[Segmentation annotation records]

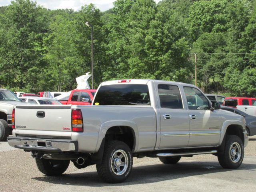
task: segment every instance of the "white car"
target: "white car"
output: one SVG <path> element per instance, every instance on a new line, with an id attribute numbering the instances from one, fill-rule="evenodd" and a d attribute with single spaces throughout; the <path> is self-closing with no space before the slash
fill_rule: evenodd
<path id="1" fill-rule="evenodd" d="M 23 102 L 38 104 L 39 105 L 62 105 L 62 104 L 58 100 L 51 99 L 48 97 L 20 97 L 19 99 L 21 99 Z"/>

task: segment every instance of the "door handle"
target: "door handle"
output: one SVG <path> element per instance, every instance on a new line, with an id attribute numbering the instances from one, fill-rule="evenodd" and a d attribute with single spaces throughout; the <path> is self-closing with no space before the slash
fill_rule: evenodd
<path id="1" fill-rule="evenodd" d="M 37 117 L 44 117 L 45 116 L 45 112 L 44 111 L 38 111 L 36 112 L 36 116 Z"/>
<path id="2" fill-rule="evenodd" d="M 190 119 L 196 119 L 196 116 L 195 115 L 190 115 L 189 117 Z"/>
<path id="3" fill-rule="evenodd" d="M 168 114 L 164 115 L 164 119 L 170 119 L 171 118 L 171 115 Z"/>

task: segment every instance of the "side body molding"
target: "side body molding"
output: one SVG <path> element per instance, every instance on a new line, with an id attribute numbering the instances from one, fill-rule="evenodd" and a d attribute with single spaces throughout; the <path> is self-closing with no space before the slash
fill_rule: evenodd
<path id="1" fill-rule="evenodd" d="M 99 132 L 99 136 L 97 142 L 96 148 L 95 149 L 96 152 L 97 152 L 99 150 L 101 142 L 102 142 L 103 138 L 105 138 L 106 134 L 108 129 L 112 127 L 116 126 L 126 126 L 132 128 L 133 130 L 133 136 L 135 138 L 134 143 L 134 145 L 132 152 L 137 150 L 139 144 L 139 132 L 137 125 L 134 122 L 130 121 L 124 120 L 113 120 L 106 121 L 101 125 L 100 129 L 100 132 Z"/>

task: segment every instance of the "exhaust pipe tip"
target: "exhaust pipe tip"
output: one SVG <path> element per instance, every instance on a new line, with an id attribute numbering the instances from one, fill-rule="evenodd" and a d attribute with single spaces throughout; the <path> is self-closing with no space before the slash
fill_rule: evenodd
<path id="1" fill-rule="evenodd" d="M 85 162 L 85 160 L 82 157 L 78 157 L 77 159 L 76 159 L 76 162 L 78 165 L 82 165 L 84 164 Z"/>

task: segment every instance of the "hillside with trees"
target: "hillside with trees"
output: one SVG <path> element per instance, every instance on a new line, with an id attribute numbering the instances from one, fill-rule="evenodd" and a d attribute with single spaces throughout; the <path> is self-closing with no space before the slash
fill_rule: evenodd
<path id="1" fill-rule="evenodd" d="M 51 10 L 30 0 L 0 7 L 0 87 L 69 91 L 90 72 L 94 84 L 146 78 L 195 84 L 205 93 L 256 97 L 256 1 L 117 0 L 102 12 Z"/>

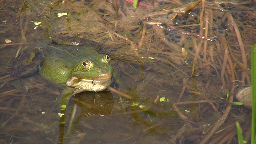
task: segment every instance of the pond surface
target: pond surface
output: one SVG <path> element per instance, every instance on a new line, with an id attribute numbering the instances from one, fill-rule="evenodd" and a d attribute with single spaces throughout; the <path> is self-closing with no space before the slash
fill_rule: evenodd
<path id="1" fill-rule="evenodd" d="M 0 1 L 1 143 L 233 144 L 236 121 L 250 142 L 250 110 L 229 104 L 250 84 L 256 6 L 209 1 Z M 109 46 L 116 75 L 64 114 L 38 74 L 27 92 L 4 84 L 16 53 L 59 36 Z"/>

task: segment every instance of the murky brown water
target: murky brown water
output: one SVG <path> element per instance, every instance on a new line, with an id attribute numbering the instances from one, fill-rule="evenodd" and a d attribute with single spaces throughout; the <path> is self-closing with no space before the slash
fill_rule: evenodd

[What is asked]
Return the line that contains "task: segment every instance of the pond" and all lines after it, verbatim, and nothing else.

[Solved problem]
task: segment every instance of the pond surface
target: pond surface
output: one SVG <path> element per instance, every instance on a new line, with an id attribute numbering the instances from one, fill-rule="evenodd" and a d attribute with single spaces throughout; the <path> is self-closing with no space before the slash
fill_rule: evenodd
<path id="1" fill-rule="evenodd" d="M 0 1 L 1 143 L 233 144 L 236 121 L 250 142 L 250 110 L 229 104 L 250 84 L 256 6 L 209 1 Z M 109 46 L 116 75 L 64 114 L 38 74 L 27 92 L 4 84 L 16 53 L 59 36 Z"/>

task: segment every instance of the murky brown water
target: murky brown water
output: one SVG <path> element per instance, every instance on a new line, with an id attribute numbering the instances from one, fill-rule="evenodd" and a d attribute with single spaces throughout; the <path> is self-closing with no space before the slash
fill_rule: evenodd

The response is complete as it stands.